[Collection entries]
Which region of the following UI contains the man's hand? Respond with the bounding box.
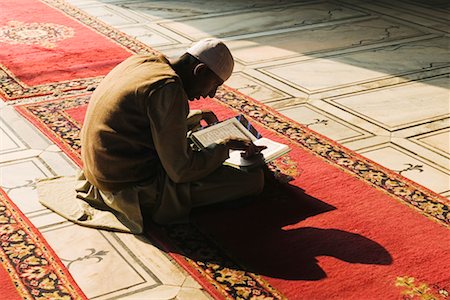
[225,138,267,159]
[202,110,219,125]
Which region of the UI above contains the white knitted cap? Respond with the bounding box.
[186,38,234,81]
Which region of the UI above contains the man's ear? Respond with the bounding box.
[194,63,206,76]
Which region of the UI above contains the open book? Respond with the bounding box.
[190,115,291,168]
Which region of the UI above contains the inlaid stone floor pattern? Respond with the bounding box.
[0,0,450,299]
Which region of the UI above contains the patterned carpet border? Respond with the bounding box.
[8,0,450,299]
[0,189,87,299]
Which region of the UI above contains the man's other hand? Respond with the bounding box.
[202,110,219,125]
[225,138,267,159]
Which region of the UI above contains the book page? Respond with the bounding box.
[192,118,255,147]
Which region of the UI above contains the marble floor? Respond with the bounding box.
[0,0,450,299]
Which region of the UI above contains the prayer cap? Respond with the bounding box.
[186,38,234,81]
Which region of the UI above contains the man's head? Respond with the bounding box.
[173,38,234,100]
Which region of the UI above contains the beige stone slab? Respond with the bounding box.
[43,225,159,299]
[391,137,450,171]
[161,3,366,40]
[228,18,424,64]
[262,37,450,93]
[175,287,213,300]
[0,121,26,155]
[308,100,391,137]
[110,0,310,20]
[361,144,450,193]
[280,105,368,142]
[0,106,50,150]
[120,285,181,300]
[380,0,449,23]
[332,77,450,130]
[392,118,450,140]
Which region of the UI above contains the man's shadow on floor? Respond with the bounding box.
[143,180,392,280]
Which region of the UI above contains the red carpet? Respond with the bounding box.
[5,0,450,299]
[0,189,87,300]
[17,92,450,299]
[0,0,153,100]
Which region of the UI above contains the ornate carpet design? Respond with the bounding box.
[6,0,450,299]
[0,190,86,299]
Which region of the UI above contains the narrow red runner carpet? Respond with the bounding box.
[0,189,87,300]
[5,0,450,299]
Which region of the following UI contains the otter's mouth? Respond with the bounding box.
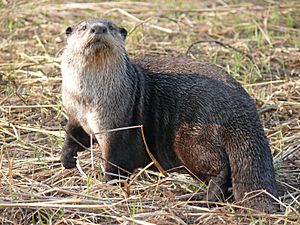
[87,38,107,49]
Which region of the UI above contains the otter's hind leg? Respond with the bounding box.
[61,120,90,169]
[224,130,278,212]
[175,125,231,202]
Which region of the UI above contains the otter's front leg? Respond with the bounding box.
[61,120,91,169]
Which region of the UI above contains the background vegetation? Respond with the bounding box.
[0,0,300,225]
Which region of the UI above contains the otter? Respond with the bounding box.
[61,19,277,211]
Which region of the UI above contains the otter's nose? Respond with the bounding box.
[91,24,107,34]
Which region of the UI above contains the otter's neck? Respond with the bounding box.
[62,51,137,129]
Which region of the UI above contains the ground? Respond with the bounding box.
[0,0,300,225]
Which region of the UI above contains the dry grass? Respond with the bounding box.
[0,0,300,225]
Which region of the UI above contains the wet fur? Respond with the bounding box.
[62,20,277,211]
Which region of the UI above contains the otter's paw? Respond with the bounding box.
[60,153,77,169]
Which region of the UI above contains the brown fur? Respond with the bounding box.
[62,19,277,211]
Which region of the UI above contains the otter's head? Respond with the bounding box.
[64,19,127,66]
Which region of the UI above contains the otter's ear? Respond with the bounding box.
[66,27,73,36]
[119,28,128,40]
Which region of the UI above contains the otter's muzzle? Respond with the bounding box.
[90,24,108,35]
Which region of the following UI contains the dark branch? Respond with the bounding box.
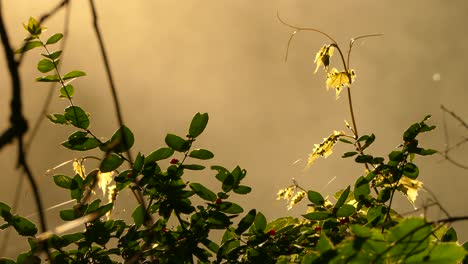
[0,0,51,259]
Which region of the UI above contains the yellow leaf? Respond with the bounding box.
[326,68,356,99]
[314,45,333,73]
[97,171,114,195]
[73,159,86,179]
[305,131,344,169]
[400,176,423,206]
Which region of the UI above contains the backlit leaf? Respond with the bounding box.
[326,68,355,99]
[314,45,334,73]
[99,153,124,172]
[62,131,101,151]
[60,84,75,99]
[46,33,63,45]
[189,149,214,160]
[165,134,190,152]
[189,113,208,138]
[37,59,58,73]
[65,106,89,129]
[236,209,257,235]
[15,41,42,54]
[305,131,344,169]
[189,183,216,202]
[46,114,68,125]
[145,148,174,164]
[307,191,325,205]
[53,175,72,189]
[36,74,60,82]
[63,71,86,81]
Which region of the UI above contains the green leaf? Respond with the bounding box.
[132,205,145,228]
[96,203,114,217]
[37,59,58,73]
[36,74,60,82]
[101,125,135,153]
[46,33,63,45]
[53,175,72,189]
[207,211,231,229]
[60,209,78,221]
[0,202,11,221]
[65,106,89,129]
[189,113,208,138]
[62,131,101,151]
[62,232,85,244]
[358,134,375,150]
[367,205,387,225]
[46,114,68,125]
[317,232,333,254]
[60,84,75,99]
[370,157,385,164]
[23,17,46,36]
[388,150,404,161]
[235,209,257,235]
[355,155,374,163]
[15,41,42,54]
[338,138,353,144]
[133,152,145,174]
[41,50,62,60]
[336,204,356,217]
[189,149,214,160]
[252,212,267,233]
[99,153,124,172]
[200,238,219,253]
[233,185,252,194]
[218,202,244,214]
[415,148,438,156]
[354,176,370,202]
[189,183,216,202]
[403,163,419,179]
[0,258,16,264]
[181,164,205,170]
[334,185,351,210]
[165,134,190,152]
[145,148,174,164]
[62,71,86,81]
[442,227,458,242]
[307,191,325,205]
[8,215,37,236]
[302,211,332,221]
[341,151,357,158]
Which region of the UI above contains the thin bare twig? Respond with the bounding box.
[16,0,70,66]
[89,0,149,222]
[0,2,52,261]
[439,105,468,170]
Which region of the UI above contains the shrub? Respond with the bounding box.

■ **TO DO**
Reproduce all of the material above word for word, leaving out the pictures.

■ **EXPECTED ANSWER**
Which region of the following UI contains the man's hand? Respond with the bounding box.
[225,138,267,159]
[202,110,219,125]
Which region of the UI above contains the white knitted cap? Respond with the bounding box.
[186,38,234,81]
Which region of the UI above contains the man's ear? Respond with the bounding box.
[194,63,206,76]
Which region of the UI above contains the open book? Respond with the bounding box.
[190,115,291,168]
Which region of the UI above contains the inlaid stone floor pattern? Respond with the bounding box.
[0,0,450,299]
Which region of the UI above contains the patterned carpet border? Respond with the bounding box.
[8,0,450,299]
[0,189,87,299]
Which region of the UI above contains the man's other hand? Respond with the bounding box.
[202,110,219,125]
[225,138,267,159]
Which region of the UI above contains the book page? Respond with the bounding box.
[192,118,255,147]
Which region of the UI above contains the marble floor? Respond with the bounding box.
[0,0,450,299]
Which region of the UI above contains the prayer cap? Respond with the bounding box.
[186,38,234,81]
Which region of the UI above contains the man's head? Respond with the bounding box.
[173,38,234,100]
Which region of the UI above contains the beige stone slab? Respond with the bounding box.
[43,225,159,299]
[391,137,450,171]
[161,3,366,40]
[228,18,424,64]
[262,37,450,93]
[175,287,213,300]
[0,121,26,155]
[308,100,391,137]
[110,0,310,20]
[361,144,450,193]
[280,105,368,142]
[0,106,50,150]
[120,285,181,300]
[380,0,449,23]
[332,77,450,130]
[392,118,450,140]
Which region of the UI above contains the man's shadow on floor? Respond with the bounding box.
[143,180,392,280]
Which region of the UI above contains the red carpet? Respond with the bounding box.
[5,0,450,299]
[0,189,87,300]
[17,92,450,299]
[0,0,153,100]
Which region of the UI above contains the ornate carpet design? Respond with the bounding box.
[6,0,450,299]
[0,190,86,299]
Which region of the UI above contains the narrow red runner carpet? Respond with the bounding box.
[0,189,87,300]
[5,0,450,299]
Which region of the following UI contains the otter's mouth? Respond with the bounding box.
[87,38,107,49]
Which region of the UI above contains the otter's hind leg? Respond with the bounding box.
[61,120,90,169]
[224,130,278,212]
[175,125,231,202]
Which region of the UI above contains the otter's front leg? Respond with the bounding box.
[61,120,91,169]
Which region of the UI above contains the background vegetation? Respond with the bounding box.
[0,0,300,225]
Which region of the UI above contains the otter? Respond with the bounding box.
[61,19,277,211]
Which region of the UI above contains the otter's nose? Respond with the bounding box.
[91,24,107,34]
Which region of the UI above contains the otter's neck? Respond with the bounding box.
[62,51,137,129]
Which region of the UI above contains the ground? Respond with the bounding box.
[0,0,300,225]
Which region of the UI above contains the dry grass? Respond with the bounding box.
[0,0,300,225]
Which region of the UI above contains the wet fur? Respond with the bounding box.
[62,20,277,211]
Which region of the UI above contains the otter's paw? Respond with the bounding box.
[60,153,77,169]
Which region of the UI above contains the brown fur? Respond with the bounding box.
[62,19,277,211]
Which region of the UI above contains the otter's head? Respond with the bounding box.
[64,19,127,66]
Which region of the UI above contains the otter's ear? Respond with the bounding box.
[66,27,73,36]
[119,28,128,40]
Which region of the UI above contains the otter's muzzle? Respond with the bounding box.
[90,24,108,35]
Which region of the following UI contains the dark branch? Respond with the bounding box.
[0,0,51,259]
Which region of the UI above contains the yellow leaf? Respond with the bounding box.
[326,68,356,99]
[314,45,333,73]
[97,171,114,195]
[73,159,86,179]
[305,131,344,169]
[400,176,423,206]
Which region of the UI above contains the backlit leaf? Respond with the bounding box.
[326,68,355,99]
[314,45,334,73]
[99,153,124,172]
[62,131,101,151]
[60,84,75,99]
[46,33,63,45]
[189,149,214,160]
[165,134,190,152]
[189,113,208,138]
[37,59,58,73]
[65,106,89,129]
[236,209,257,235]
[15,41,42,54]
[305,131,344,169]
[189,183,216,202]
[46,114,68,125]
[145,148,174,164]
[307,191,325,205]
[53,175,72,189]
[36,74,60,82]
[63,71,86,81]
Which region of the UI above contains the green leaf? Respond with the bounding box.
[132,205,145,228]
[96,203,114,217]
[37,59,58,73]
[36,74,60,82]
[101,125,135,153]
[46,33,63,45]
[53,175,72,189]
[207,211,231,229]
[60,209,78,221]
[0,202,11,221]
[65,106,89,129]
[189,113,208,138]
[62,131,101,151]
[62,232,85,244]
[358,134,375,150]
[367,205,387,225]
[46,114,68,125]
[317,232,333,254]
[60,84,75,99]
[370,157,385,164]
[23,17,46,36]
[388,150,404,161]
[235,209,257,235]
[355,155,374,163]
[15,41,42,54]
[338,138,353,144]
[133,152,145,174]
[41,50,62,60]
[336,204,356,217]
[189,149,214,160]
[252,212,267,233]
[99,153,124,172]
[200,238,219,253]
[233,185,252,194]
[218,202,244,214]
[415,148,438,156]
[354,176,370,202]
[189,183,216,202]
[403,163,419,179]
[0,258,16,264]
[181,164,205,170]
[334,185,351,210]
[165,134,190,152]
[145,148,174,164]
[62,71,86,81]
[442,227,458,242]
[307,191,325,205]
[8,215,37,236]
[302,211,332,221]
[341,151,357,158]
Which region of the UI above contains the thin bare twig? Respond with the bounding box.
[16,0,70,66]
[89,0,149,222]
[0,2,52,261]
[439,105,468,170]
Which region of the UI above contains the shrub? Respond with the bounding box.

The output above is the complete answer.